**TASK REQUIREMENTS**
Exactly the lines from the start of the data below through the line containing "written like <point>956,11</point>." must be returned, and no others.

+++++

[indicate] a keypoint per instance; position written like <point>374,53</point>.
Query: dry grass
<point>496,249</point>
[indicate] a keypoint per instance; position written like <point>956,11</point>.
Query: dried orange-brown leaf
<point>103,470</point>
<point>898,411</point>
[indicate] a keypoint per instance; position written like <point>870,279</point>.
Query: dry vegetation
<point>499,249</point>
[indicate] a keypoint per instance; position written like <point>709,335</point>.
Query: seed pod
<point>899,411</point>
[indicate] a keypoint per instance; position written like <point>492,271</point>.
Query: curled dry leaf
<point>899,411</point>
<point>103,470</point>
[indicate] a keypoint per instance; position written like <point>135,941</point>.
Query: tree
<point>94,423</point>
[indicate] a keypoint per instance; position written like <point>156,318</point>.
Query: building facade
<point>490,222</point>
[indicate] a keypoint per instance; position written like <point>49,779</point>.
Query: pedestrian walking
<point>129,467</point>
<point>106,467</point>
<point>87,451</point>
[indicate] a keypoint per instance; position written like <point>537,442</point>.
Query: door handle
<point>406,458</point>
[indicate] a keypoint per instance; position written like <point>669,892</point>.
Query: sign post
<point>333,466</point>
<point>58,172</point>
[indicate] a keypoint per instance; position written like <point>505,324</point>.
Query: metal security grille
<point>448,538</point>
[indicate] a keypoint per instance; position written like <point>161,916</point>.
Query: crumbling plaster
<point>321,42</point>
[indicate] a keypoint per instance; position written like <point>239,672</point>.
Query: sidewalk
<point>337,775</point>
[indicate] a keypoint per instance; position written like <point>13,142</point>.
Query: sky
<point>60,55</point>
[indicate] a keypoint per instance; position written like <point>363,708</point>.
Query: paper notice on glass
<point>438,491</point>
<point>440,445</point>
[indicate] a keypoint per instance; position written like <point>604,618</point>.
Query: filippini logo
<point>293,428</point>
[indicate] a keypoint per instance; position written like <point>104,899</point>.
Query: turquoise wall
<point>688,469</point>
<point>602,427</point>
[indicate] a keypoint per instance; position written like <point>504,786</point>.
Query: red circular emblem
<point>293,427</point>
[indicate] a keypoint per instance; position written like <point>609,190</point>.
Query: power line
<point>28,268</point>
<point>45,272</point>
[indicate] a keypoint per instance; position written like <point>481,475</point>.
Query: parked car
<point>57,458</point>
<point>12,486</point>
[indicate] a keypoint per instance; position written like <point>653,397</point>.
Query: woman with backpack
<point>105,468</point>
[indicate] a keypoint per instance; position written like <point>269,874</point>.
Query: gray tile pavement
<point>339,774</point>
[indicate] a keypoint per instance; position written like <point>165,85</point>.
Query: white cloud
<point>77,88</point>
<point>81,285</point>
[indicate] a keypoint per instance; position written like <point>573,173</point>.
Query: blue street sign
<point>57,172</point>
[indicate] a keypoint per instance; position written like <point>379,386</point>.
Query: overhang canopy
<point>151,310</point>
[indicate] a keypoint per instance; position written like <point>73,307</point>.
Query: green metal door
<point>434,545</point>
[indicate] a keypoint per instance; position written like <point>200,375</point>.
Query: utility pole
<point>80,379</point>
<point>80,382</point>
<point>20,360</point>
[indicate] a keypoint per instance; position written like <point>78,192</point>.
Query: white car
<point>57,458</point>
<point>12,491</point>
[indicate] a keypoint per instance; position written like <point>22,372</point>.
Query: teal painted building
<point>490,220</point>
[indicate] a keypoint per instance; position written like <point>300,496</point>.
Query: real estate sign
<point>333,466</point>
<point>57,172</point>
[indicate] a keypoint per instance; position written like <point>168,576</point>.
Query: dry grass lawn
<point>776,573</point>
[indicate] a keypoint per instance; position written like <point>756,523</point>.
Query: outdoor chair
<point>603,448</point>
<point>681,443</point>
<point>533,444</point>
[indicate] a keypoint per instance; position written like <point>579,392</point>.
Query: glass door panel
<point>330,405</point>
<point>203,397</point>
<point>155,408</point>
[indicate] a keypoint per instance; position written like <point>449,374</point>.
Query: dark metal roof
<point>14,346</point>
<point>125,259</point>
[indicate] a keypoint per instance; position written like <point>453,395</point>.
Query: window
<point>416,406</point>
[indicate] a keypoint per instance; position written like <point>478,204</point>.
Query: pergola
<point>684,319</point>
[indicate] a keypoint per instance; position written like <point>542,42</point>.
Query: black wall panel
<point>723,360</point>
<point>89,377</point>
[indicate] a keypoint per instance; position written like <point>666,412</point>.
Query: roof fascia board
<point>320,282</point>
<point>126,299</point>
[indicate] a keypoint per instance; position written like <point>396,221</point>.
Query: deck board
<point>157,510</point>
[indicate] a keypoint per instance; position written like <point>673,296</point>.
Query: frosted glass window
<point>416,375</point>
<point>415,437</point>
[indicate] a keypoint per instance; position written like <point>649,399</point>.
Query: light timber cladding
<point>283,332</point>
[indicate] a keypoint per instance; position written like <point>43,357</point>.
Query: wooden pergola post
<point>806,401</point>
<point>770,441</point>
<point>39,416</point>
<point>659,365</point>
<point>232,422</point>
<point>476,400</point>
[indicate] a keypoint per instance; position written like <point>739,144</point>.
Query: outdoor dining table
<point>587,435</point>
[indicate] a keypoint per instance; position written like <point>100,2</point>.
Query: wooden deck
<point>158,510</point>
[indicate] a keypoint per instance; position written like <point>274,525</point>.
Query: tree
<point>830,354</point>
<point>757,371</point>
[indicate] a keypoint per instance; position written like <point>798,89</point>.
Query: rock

+++++

**ANSWER BELOW**
[indicate] a keypoint per instance; position written like <point>374,53</point>.
Query: dry grass
<point>496,249</point>
[indicate] a keypoint per instance; position written like <point>956,11</point>.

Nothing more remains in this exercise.